→ TEXTO MOSTRADO

Ir al contenido principal

Dulce olvido

No puedo quejarme de mi salud; el cuerpo lo aguantó casi todo hasta los cuarenta, y aún se mantiene tolerablemente bien. En cambio, por lo que respecta a la memoria, siempre la he tenido fatal (al menos desde que recuerdo). Así que, si Albert Schwaitzer tenía razón, debo ser bastante feliz. Aunque lo olvide a menudo.


La mala memoria me ha hecho algunas jugarretas, y siempre me ha parecido que empobrecía mi vida. Poca huella me queda de tantas lecturas, tantos estudios, tantos aprendizajes, y por eso me veo obligado a repetirlos, cuando no puedo o no quiero darlos por perdidos. Eso es bastante fastidioso, además de un desperdicio de esfuerzos y energías. Consuela un poco leer lo bien que Montaigne se tomaba este problema: “La memoria es un instrumento de extraordinaria utilidad, y sin él el juicio hace a duras penas su trabajo. Carezco de ella por completo”. Me temo que yo no sé afrontarlo con tanto desparpajo. Envidio a esas personas que memorizan a la primera el nombre de alguien al conocerlo, esos a los que les basta una lectura para fijar conceptos y fechas.

Hay gente que parece una enciclopedia andante; hay gente a la que no se le escapa detalle, que tiene siempre a mano aquella palabra que no nos sale, que completa nuestras frases y pone parches en nuestras lagunas. Es difícil discutir con ellos: la magia del dato hace que sus argumentos suenen más convincentes. Los números y los nombres tienen algo solemne y venerable, una ascendencia irresistible que casi parece más real que la realidad. Como nos asegura Saint-Exupéry en El principito: “Los adultos tienen gran afición y respeto por los números.”

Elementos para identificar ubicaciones
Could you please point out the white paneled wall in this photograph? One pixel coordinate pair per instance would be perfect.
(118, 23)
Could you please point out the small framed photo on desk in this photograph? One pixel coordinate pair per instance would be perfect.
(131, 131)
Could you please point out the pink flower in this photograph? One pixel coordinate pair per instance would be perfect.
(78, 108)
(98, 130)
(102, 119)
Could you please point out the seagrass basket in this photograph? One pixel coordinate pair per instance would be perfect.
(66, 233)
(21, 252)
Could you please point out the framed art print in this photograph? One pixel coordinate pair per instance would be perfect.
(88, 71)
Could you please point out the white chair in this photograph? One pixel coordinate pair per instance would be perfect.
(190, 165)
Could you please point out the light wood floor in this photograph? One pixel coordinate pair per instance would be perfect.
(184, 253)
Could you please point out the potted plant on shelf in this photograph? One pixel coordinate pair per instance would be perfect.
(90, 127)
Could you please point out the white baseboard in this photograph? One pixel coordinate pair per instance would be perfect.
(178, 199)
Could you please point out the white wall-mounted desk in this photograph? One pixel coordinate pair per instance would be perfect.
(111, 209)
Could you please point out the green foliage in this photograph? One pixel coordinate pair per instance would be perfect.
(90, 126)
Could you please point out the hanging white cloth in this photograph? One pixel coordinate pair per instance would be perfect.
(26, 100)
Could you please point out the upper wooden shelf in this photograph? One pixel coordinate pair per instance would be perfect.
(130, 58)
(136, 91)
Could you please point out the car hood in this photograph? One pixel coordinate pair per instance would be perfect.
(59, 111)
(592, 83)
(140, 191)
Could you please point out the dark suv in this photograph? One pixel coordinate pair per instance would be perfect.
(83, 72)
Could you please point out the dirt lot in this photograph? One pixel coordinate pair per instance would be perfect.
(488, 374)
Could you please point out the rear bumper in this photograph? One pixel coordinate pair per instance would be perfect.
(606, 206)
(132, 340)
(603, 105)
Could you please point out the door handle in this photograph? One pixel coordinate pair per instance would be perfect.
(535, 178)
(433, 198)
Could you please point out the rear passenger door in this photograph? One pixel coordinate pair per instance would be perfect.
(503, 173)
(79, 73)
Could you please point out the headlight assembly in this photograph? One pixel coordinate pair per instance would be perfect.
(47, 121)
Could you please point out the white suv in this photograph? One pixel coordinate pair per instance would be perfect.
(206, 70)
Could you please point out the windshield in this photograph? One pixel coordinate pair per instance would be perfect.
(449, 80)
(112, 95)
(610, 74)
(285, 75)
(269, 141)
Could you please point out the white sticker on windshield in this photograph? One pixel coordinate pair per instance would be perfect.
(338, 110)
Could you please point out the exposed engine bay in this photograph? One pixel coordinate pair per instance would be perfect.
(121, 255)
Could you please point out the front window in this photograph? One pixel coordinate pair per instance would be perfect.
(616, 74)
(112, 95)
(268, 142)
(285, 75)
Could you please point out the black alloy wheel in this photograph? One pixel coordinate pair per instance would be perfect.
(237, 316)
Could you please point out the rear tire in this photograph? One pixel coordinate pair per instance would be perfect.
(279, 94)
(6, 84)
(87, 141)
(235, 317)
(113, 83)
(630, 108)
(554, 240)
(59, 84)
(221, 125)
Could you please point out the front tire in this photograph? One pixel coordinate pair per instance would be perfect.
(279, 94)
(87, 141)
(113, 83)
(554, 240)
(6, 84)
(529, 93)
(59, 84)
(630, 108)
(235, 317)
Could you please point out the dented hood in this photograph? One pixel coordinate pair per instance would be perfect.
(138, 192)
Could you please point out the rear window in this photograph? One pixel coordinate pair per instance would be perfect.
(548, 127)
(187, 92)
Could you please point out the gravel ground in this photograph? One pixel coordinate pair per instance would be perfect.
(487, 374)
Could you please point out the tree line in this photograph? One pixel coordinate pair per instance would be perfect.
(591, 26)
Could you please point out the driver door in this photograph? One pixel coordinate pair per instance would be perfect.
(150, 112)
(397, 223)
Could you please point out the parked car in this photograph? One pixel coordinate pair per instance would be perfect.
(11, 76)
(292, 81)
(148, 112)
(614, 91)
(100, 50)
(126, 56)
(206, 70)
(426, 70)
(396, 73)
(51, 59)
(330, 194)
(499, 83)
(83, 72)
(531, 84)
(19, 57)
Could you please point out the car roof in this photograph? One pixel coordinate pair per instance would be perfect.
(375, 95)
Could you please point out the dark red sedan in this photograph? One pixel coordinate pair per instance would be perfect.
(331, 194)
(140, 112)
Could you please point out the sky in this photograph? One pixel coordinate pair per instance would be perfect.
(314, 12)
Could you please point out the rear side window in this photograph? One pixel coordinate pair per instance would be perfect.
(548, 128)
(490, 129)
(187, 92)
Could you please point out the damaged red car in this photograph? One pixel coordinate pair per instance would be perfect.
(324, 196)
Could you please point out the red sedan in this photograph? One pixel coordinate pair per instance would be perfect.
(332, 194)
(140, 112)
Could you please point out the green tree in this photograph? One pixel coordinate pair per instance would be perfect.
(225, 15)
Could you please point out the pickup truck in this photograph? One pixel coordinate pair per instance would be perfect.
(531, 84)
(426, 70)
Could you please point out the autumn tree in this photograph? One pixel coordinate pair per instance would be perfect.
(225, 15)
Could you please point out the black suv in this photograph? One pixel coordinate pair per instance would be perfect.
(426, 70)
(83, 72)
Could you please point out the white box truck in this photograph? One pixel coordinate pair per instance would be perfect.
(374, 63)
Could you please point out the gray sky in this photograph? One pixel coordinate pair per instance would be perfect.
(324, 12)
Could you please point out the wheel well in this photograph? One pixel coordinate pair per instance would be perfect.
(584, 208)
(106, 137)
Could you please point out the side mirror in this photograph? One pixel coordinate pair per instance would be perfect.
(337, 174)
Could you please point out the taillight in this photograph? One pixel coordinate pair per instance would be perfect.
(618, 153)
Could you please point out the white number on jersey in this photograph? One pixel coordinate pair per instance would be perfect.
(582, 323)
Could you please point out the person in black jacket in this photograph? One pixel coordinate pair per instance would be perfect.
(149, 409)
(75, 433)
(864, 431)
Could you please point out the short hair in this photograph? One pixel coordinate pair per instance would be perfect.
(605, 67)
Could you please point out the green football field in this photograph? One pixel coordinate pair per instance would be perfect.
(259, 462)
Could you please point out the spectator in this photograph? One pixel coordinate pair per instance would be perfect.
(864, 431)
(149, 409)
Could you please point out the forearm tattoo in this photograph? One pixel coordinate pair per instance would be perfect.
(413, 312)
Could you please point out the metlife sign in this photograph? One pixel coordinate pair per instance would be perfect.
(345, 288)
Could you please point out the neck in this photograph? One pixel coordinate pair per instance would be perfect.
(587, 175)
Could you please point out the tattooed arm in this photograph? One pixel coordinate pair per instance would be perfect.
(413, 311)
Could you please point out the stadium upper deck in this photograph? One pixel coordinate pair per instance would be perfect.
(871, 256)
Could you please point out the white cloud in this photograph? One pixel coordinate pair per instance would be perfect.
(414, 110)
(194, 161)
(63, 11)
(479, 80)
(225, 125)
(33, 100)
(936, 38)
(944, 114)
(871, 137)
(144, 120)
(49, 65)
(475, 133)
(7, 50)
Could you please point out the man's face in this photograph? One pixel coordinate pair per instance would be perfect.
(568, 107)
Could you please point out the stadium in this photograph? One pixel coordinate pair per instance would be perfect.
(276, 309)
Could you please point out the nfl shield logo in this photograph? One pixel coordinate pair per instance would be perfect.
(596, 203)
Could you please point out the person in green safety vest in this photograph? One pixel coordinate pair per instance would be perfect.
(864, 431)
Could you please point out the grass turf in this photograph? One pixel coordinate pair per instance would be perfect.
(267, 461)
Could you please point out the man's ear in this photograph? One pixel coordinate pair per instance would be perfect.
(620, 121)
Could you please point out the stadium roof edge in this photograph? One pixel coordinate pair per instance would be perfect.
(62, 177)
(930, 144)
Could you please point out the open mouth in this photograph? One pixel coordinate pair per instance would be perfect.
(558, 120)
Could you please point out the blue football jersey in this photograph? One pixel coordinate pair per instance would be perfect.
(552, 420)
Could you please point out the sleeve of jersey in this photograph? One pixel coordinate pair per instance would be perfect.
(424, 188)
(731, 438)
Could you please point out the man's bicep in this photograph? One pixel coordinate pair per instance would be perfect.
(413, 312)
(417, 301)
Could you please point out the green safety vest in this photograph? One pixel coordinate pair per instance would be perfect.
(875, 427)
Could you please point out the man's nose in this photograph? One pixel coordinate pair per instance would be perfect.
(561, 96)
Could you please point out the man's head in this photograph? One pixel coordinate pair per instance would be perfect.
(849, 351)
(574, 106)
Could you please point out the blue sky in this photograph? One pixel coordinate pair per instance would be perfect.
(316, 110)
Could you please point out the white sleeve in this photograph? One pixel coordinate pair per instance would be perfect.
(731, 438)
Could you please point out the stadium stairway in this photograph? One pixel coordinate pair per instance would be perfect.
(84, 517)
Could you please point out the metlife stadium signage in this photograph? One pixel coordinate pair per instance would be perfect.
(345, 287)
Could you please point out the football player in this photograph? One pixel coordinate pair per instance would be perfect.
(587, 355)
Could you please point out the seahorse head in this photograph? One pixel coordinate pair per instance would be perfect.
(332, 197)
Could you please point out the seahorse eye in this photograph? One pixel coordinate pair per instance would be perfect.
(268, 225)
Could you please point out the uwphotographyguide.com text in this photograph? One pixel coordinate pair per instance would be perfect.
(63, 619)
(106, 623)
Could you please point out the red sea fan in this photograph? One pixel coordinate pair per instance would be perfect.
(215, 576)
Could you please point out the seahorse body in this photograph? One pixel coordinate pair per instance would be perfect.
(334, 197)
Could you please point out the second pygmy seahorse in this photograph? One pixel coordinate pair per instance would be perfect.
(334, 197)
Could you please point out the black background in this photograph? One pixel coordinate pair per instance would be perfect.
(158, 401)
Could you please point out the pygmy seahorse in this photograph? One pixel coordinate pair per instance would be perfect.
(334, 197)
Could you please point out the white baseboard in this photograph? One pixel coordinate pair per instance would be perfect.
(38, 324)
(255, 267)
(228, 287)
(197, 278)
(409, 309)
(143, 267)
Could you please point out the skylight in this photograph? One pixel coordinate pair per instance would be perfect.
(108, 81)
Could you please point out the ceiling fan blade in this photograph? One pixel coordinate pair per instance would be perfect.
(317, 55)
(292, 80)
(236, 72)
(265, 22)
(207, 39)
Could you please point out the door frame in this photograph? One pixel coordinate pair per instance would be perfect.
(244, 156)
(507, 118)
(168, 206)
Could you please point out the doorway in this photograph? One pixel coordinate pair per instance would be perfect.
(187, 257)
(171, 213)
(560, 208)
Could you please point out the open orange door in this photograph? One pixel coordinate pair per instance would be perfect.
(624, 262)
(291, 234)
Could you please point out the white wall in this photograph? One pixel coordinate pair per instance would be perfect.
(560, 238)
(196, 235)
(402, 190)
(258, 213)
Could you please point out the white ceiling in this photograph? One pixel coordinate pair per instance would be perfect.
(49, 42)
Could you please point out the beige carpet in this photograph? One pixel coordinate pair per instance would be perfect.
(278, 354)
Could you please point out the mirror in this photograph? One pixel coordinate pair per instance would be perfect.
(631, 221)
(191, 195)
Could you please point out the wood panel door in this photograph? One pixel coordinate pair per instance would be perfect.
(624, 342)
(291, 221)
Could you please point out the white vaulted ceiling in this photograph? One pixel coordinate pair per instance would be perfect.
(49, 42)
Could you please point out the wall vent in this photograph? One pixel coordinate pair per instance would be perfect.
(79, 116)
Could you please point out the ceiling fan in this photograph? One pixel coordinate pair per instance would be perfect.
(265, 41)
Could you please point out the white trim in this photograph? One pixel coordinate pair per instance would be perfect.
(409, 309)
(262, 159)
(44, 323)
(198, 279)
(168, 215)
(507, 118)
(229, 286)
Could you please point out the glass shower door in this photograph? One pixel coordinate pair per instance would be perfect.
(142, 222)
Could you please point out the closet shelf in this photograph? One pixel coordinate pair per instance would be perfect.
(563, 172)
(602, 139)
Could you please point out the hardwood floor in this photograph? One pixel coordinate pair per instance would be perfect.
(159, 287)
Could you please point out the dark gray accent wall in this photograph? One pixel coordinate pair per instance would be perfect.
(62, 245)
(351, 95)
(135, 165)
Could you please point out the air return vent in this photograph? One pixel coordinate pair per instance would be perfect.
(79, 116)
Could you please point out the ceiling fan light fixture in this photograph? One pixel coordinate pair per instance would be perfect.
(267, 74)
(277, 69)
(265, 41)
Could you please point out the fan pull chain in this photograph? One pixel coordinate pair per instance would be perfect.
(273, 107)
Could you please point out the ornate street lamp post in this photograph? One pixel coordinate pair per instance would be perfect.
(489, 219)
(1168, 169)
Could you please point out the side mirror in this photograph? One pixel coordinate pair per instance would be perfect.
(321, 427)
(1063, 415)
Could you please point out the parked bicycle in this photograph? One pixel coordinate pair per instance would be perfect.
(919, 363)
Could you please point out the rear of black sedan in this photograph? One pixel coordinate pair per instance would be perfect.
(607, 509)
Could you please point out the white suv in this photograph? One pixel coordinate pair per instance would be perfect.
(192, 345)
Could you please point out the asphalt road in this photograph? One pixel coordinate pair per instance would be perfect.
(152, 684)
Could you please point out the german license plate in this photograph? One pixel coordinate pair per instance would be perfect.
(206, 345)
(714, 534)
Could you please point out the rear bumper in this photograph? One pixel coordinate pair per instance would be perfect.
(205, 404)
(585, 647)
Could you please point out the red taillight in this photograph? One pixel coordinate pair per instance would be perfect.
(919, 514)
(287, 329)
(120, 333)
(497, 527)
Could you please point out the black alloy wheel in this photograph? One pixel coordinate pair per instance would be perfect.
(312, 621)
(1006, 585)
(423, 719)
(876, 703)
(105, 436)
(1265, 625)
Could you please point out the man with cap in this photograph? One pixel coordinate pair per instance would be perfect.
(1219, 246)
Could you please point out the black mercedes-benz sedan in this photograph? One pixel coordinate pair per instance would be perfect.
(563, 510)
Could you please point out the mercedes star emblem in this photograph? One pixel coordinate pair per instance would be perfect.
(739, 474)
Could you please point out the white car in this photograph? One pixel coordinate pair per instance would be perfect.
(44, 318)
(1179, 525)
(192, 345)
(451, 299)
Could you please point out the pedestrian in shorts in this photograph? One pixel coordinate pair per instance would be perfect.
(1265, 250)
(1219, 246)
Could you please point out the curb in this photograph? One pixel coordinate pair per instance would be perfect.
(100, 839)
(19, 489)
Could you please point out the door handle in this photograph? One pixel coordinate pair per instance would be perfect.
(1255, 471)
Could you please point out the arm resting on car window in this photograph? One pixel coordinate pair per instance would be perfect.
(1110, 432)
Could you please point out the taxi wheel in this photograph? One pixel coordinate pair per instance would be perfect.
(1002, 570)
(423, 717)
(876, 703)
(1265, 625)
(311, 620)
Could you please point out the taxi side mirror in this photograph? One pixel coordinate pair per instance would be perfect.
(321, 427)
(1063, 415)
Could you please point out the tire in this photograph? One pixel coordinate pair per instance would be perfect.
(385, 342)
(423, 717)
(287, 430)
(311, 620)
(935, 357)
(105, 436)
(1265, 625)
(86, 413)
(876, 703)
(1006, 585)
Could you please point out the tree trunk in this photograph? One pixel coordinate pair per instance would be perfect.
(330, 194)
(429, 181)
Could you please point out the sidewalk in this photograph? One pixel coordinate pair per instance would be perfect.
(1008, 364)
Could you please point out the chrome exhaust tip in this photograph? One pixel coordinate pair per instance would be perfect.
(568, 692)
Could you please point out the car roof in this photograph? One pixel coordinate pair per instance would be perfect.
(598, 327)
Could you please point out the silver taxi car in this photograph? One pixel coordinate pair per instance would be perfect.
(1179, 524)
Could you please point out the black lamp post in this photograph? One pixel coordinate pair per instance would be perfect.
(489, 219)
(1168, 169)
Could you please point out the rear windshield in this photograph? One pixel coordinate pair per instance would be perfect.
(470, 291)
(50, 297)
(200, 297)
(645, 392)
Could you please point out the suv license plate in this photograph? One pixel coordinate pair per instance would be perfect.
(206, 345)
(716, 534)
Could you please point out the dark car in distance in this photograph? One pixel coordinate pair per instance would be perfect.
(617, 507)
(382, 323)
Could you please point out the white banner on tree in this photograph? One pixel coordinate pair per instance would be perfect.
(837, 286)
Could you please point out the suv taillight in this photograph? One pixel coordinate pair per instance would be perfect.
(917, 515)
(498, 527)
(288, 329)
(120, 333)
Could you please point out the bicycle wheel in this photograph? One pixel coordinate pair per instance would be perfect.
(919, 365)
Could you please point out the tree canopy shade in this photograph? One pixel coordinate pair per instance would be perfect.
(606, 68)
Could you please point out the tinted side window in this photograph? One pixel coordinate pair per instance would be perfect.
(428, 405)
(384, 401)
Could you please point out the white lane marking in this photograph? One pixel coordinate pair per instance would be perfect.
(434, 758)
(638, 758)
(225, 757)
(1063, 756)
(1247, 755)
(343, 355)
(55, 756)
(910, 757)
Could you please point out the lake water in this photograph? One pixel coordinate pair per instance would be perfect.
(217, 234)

→ OBJETIVO
Copia sin cambios el fragmento del texto sobre la memoria que va desde "La mala memoria" hasta "conceptos y fechas.".

→ RESPUESTA CORRECTA
La mala memoria me ha hecho algunas jugarretas, y siempre me ha parecido que empobrecía mi vida. Poca huella me queda de tantas lecturas, tantos estudios, tantos aprendizajes, y por eso me veo obligado a repetirlos, cuando no puedo o no quiero darlos por perdidos. Eso es bastante fastidioso, además de un desperdicio de esfuerzos y energías. Consuela un poco leer lo bien que Montaigne se tomaba este problema: “La memoria es un instrumento de extraordinaria utilidad, y sin él el juicio hace a duras penas su trabajo. Carezco de ella por completo”. Me temo que yo no sé afrontarlo con tanto desparpajo. Envidio a esas personas que memorizan a la primera el nombre de alguien al conocerlo, esos a los que les basta una lectura para fijar conceptos y fechas.